* Brano da leggere
.....
Dobbiamo tenere in considerazione anche questi aspetti tecnici perché oggi sono dirimenti vista la riduzione delle nostre forze organizzative, seppur Rifondazione sia oggi ancora l’unica forza comunista presente su tutto il territorio nazionale fattivamente, con circoli, federazioni e quindi con una struttura “di base” che lo è in tutti i sensi e che può avere un ruolo anche nella costruzione dell’alleanza politica ed elettorale per le europee prossime.

Nemmeno “Potere al popolo!” si è presentato al voto in Abruzzo. E non è certamente un dato che riempie di soddisfazione o una vittoria constatare ciò, quando vi sono poi forze fasciste che, invece di essere al di fuori del patto costituzionale propriamente espresso nella quotidianità, quindi anche e soprattutto nel contesto del rapporto tra cittadini elettori e rappresentanti eletti, sono più che tollerate in virtù di un revisionismo storico e politico che deriva dallo sdoganamento dei “ragazzi di Salò” di ormai tanto, troppo tempo fa.
.....
* Insieme di compiti
1 > Secondo il brano, quale formazione non si è presentata al voto in Abruzzo?
2 > Indica soltanto il numero di righe dell'elenco che contengono la stringa "door". Maiuscole e minuscole vanno distinte.
.....
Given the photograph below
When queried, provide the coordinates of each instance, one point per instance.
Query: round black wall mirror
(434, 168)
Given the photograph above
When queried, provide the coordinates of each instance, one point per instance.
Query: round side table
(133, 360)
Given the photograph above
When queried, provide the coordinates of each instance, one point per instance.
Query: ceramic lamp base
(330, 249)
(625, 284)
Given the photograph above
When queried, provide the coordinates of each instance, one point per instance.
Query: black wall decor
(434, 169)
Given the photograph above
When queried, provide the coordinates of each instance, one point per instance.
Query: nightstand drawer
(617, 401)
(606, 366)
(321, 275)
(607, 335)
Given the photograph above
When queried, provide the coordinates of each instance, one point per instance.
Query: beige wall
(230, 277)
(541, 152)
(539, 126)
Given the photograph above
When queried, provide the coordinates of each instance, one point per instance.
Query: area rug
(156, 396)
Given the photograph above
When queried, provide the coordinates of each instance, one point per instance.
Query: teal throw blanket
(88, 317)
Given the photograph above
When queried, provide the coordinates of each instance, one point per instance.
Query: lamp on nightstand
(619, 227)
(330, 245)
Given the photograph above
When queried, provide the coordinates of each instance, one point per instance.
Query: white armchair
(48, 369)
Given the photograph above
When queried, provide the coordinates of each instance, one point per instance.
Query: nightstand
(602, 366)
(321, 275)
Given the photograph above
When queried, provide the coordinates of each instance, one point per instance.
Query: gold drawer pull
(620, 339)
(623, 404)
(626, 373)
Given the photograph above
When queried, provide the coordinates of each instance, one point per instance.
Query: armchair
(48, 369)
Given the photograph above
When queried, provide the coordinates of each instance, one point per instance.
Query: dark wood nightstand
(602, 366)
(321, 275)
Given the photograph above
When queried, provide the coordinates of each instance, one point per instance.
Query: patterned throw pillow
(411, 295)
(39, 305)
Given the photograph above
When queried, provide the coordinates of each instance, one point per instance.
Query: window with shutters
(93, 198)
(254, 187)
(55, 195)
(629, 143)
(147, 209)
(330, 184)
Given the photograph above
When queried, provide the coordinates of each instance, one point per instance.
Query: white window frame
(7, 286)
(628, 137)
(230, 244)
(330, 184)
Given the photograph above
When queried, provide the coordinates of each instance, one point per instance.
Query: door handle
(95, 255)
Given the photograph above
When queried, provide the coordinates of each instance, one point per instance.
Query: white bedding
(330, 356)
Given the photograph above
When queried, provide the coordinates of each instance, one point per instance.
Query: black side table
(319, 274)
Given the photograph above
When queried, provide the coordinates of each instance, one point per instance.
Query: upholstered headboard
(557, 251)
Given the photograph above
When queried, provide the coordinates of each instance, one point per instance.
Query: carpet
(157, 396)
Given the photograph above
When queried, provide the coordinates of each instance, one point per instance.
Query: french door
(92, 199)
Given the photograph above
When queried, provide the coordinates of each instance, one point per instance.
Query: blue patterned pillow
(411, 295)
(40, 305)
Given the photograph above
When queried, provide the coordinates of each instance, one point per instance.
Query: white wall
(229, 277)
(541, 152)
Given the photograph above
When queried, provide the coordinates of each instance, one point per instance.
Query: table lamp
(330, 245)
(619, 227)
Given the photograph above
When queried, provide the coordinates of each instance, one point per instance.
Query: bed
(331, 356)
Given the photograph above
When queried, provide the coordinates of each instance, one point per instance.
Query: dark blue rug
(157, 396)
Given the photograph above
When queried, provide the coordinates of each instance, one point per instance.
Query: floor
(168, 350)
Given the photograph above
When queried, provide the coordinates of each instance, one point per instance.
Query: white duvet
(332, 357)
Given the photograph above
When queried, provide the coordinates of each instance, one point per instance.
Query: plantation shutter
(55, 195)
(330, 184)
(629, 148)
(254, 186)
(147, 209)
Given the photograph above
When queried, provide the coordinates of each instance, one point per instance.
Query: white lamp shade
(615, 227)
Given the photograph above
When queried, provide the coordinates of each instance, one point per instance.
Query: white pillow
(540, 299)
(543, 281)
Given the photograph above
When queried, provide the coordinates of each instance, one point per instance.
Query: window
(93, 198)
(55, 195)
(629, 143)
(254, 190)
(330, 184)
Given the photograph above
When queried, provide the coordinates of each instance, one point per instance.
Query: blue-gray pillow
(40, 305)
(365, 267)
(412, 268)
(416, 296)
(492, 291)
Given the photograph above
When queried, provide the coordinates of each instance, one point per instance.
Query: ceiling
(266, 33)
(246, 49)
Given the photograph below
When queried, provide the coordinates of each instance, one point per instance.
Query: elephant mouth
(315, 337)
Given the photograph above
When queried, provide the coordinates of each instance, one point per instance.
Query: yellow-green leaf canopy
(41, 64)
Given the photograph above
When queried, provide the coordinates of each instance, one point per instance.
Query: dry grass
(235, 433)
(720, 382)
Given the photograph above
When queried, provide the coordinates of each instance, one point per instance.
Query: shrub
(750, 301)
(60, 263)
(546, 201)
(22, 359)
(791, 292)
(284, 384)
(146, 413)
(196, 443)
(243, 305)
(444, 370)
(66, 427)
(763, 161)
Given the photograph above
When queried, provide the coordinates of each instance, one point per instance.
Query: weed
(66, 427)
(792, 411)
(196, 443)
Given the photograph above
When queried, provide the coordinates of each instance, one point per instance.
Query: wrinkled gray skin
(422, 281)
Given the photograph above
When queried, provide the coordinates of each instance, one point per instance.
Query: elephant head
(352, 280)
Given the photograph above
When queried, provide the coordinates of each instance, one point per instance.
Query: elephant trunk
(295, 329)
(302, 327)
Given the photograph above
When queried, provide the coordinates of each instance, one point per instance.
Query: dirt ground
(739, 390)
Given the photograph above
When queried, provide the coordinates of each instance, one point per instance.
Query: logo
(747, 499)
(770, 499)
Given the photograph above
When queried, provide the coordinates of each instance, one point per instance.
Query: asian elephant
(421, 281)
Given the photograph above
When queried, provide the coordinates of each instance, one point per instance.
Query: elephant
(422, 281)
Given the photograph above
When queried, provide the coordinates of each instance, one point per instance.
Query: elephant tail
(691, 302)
.....
* Risposte in sequenza
1 > “Potere al popolo!”

2 > 2